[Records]
--*--
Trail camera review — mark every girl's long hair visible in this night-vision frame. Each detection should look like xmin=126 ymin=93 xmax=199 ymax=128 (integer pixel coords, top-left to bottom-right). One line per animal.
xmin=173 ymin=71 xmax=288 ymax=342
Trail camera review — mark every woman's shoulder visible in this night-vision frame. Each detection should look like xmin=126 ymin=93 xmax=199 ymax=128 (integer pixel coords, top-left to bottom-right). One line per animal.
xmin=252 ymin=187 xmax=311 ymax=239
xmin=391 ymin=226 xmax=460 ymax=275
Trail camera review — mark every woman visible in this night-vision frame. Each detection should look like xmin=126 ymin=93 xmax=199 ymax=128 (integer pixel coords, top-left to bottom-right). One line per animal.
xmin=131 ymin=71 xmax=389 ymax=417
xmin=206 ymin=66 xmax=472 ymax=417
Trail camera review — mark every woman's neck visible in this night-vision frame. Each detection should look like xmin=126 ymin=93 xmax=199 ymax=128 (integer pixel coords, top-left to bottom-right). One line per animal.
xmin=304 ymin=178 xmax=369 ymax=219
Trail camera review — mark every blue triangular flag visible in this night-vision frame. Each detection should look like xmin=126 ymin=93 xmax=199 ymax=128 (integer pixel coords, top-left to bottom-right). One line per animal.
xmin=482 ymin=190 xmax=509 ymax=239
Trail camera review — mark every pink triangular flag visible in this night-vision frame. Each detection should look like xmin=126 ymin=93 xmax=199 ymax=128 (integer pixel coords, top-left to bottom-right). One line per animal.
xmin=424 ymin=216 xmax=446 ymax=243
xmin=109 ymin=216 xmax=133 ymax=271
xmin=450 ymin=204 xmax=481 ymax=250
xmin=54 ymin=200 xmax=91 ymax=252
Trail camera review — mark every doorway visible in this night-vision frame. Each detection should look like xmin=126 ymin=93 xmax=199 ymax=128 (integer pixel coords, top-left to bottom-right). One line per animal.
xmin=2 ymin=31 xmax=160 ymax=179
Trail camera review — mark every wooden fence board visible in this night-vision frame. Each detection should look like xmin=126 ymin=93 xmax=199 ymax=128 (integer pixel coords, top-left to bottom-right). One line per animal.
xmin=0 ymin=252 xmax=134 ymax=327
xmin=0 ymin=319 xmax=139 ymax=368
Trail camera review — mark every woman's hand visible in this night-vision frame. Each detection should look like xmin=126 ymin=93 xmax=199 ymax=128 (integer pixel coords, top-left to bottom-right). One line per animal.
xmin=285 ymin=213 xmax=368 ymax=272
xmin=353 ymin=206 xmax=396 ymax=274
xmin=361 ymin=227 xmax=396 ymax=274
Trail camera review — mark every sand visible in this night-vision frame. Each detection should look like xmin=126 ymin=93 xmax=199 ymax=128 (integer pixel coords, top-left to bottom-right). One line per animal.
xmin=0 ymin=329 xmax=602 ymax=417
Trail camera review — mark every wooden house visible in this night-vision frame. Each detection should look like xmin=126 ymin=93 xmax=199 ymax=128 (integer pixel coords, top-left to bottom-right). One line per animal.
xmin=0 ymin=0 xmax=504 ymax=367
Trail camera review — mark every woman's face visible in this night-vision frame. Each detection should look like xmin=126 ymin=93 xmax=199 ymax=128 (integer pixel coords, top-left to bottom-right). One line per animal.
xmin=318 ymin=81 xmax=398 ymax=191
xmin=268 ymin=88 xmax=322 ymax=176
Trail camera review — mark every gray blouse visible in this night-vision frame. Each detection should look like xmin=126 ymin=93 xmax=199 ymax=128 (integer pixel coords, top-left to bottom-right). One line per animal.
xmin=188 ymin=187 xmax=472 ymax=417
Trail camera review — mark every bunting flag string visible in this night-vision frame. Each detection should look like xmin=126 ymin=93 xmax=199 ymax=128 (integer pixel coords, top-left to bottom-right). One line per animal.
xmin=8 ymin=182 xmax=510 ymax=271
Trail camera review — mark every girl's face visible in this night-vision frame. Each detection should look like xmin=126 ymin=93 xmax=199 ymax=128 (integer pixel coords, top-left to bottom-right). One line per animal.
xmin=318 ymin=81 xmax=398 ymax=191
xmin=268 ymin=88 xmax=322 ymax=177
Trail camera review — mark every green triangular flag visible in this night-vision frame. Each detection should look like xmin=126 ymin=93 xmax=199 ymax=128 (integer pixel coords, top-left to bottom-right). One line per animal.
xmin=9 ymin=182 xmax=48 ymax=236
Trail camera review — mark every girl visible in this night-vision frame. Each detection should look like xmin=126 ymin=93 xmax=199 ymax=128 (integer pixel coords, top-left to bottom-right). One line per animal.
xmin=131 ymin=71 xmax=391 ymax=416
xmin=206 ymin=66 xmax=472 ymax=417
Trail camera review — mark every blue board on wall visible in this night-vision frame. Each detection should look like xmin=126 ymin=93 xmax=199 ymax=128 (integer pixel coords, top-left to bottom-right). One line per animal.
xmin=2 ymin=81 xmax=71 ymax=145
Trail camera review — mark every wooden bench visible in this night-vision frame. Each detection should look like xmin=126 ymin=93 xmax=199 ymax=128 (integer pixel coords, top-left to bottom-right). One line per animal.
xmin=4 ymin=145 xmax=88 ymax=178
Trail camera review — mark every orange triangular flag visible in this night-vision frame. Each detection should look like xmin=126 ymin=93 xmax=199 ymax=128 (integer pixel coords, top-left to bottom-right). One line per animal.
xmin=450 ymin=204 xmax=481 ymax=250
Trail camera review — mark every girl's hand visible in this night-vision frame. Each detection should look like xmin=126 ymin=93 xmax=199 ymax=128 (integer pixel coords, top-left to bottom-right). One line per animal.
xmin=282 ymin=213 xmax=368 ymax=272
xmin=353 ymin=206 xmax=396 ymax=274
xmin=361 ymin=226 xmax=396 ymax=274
--*--
Write out the whole listing above, character for character, with no changes.

Trail camera review — mark every girl's long hair visible in this night-vision frame. Each detection should look like xmin=126 ymin=93 xmax=199 ymax=128 (integer pixel coords, top-left to bottom-right). One line per animal.
xmin=173 ymin=71 xmax=288 ymax=342
Trail camera review — mark every woman's shoulder visible in this night-vision frame. Each detection should look like xmin=126 ymin=93 xmax=199 ymax=128 (integer pixel coords, top-left to bottom-right). One line per animal.
xmin=252 ymin=187 xmax=311 ymax=239
xmin=391 ymin=226 xmax=460 ymax=275
Trail camera review — mark every woman visible in this night-vision frame. Each detection should look like xmin=126 ymin=93 xmax=199 ymax=128 (integer pixel coords, top-left to bottom-right). One line per animal.
xmin=131 ymin=71 xmax=389 ymax=417
xmin=206 ymin=66 xmax=472 ymax=417
Trail camera review — mark every woman's neck visible in this night-vision frame. Each detection should look like xmin=126 ymin=93 xmax=199 ymax=128 (integer pixel coords, top-left to bottom-right). One line per animal.
xmin=304 ymin=178 xmax=369 ymax=219
Trail camera review — mark every blue triangular flag visible in this night-vision frame. Each detection should look like xmin=126 ymin=93 xmax=199 ymax=128 (integer pixel coords, top-left to bottom-right). One line per animal.
xmin=482 ymin=190 xmax=509 ymax=239
Trail camera review — mark every pink triangular flag visible in this night-vision frame. Each detection should look like xmin=126 ymin=93 xmax=199 ymax=128 (integer pixel coords, top-left to bottom-right). One line per animal.
xmin=424 ymin=216 xmax=446 ymax=243
xmin=109 ymin=216 xmax=133 ymax=271
xmin=450 ymin=204 xmax=481 ymax=250
xmin=54 ymin=200 xmax=91 ymax=252
Trail camera review — mark every doorway visible in this night-vision frame. Each detection should look like xmin=126 ymin=93 xmax=199 ymax=128 (integer pixel coords, top-left to bottom-right). One line per animal.
xmin=2 ymin=31 xmax=160 ymax=179
Trail camera review — mark every wooden fence board visible in this night-vision frame. Each detection should look like xmin=126 ymin=93 xmax=199 ymax=128 (integer pixel coords, top-left to bottom-right). One line per animal.
xmin=0 ymin=252 xmax=134 ymax=327
xmin=0 ymin=319 xmax=139 ymax=368
Trail camera review — mark every woman's hand visible in this night-vision frame. Each detection should look like xmin=126 ymin=93 xmax=199 ymax=128 (integer pixel coords, top-left to bottom-right). One line per animal.
xmin=285 ymin=213 xmax=368 ymax=272
xmin=353 ymin=206 xmax=396 ymax=274
xmin=361 ymin=227 xmax=396 ymax=274
Trail camera review — mark every sand visible in this night-vision frame. Each detection should look like xmin=126 ymin=93 xmax=199 ymax=128 (integer pixel coords, top-left to bottom-right). One line per animal.
xmin=0 ymin=329 xmax=602 ymax=417
Trail camera review — mark every wooden house visible in this night-vision frame. Each detection should look like xmin=126 ymin=93 xmax=199 ymax=128 (integer pixel coords, top-left to bottom-right). One line per animal.
xmin=0 ymin=0 xmax=504 ymax=367
Trail camera review — mark every woman's face visible in this night-vision frame. Each detection should look like xmin=126 ymin=93 xmax=199 ymax=128 (integer pixel coords, top-left to bottom-right). One line per animal.
xmin=318 ymin=81 xmax=398 ymax=191
xmin=268 ymin=88 xmax=322 ymax=176
Trail camera review — mark every gray blouse visible in this night-vision frame. Each detection should look like xmin=126 ymin=93 xmax=199 ymax=128 (integer pixel coords, top-left to bottom-right). One line per animal.
xmin=188 ymin=187 xmax=472 ymax=417
Trail camera review — mark every bunting flag string visible in this night-vision frame. Each detection should look like xmin=126 ymin=93 xmax=199 ymax=128 (integer pixel coords, top-left to bottom-right). One line per animal.
xmin=8 ymin=182 xmax=510 ymax=271
Trail camera review — mark every girl's face visible in this night-vision frame. Each detection should look like xmin=126 ymin=93 xmax=199 ymax=128 (integer pixel coords, top-left to bottom-right). One line per animal.
xmin=318 ymin=81 xmax=398 ymax=191
xmin=268 ymin=88 xmax=322 ymax=177
Trail camera review — mark every green triangular flag visible in this night-vision frame. Each detection should look like xmin=126 ymin=93 xmax=199 ymax=128 (integer pixel coords, top-left to bottom-right). One line per animal.
xmin=9 ymin=182 xmax=48 ymax=236
Trail camera review — mark every girl visible in this night-vision frame. Each detection should look like xmin=126 ymin=93 xmax=199 ymax=128 (integer pixel coords, top-left to bottom-right). One line per animal.
xmin=131 ymin=71 xmax=391 ymax=416
xmin=206 ymin=66 xmax=472 ymax=417
Trail camera review — mark every blue board on wall visible in this night-vision frame. Each detection should look like xmin=126 ymin=93 xmax=199 ymax=128 (integer pixel coords, top-left to bottom-right). One line per animal.
xmin=2 ymin=81 xmax=71 ymax=145
Trail camera review — mark every wooden bench visible in this night-vision frame. Each detection should look like xmin=126 ymin=93 xmax=199 ymax=128 (integer pixel coords, top-left to bottom-right). One line per animal.
xmin=4 ymin=145 xmax=88 ymax=178
Trail camera review — mark every orange triangular flag visible in this night-vision frame. Each detection should look like xmin=126 ymin=93 xmax=199 ymax=128 (integer pixel coords, top-left to bottom-right). One line per animal.
xmin=450 ymin=204 xmax=481 ymax=250
Trail camera review — mark every girl's hand visible in this night-vision frame. Each detection should look like xmin=126 ymin=93 xmax=199 ymax=128 (integer pixel coords, top-left to bottom-right). One line per animal.
xmin=282 ymin=213 xmax=368 ymax=272
xmin=353 ymin=206 xmax=396 ymax=274
xmin=361 ymin=226 xmax=396 ymax=274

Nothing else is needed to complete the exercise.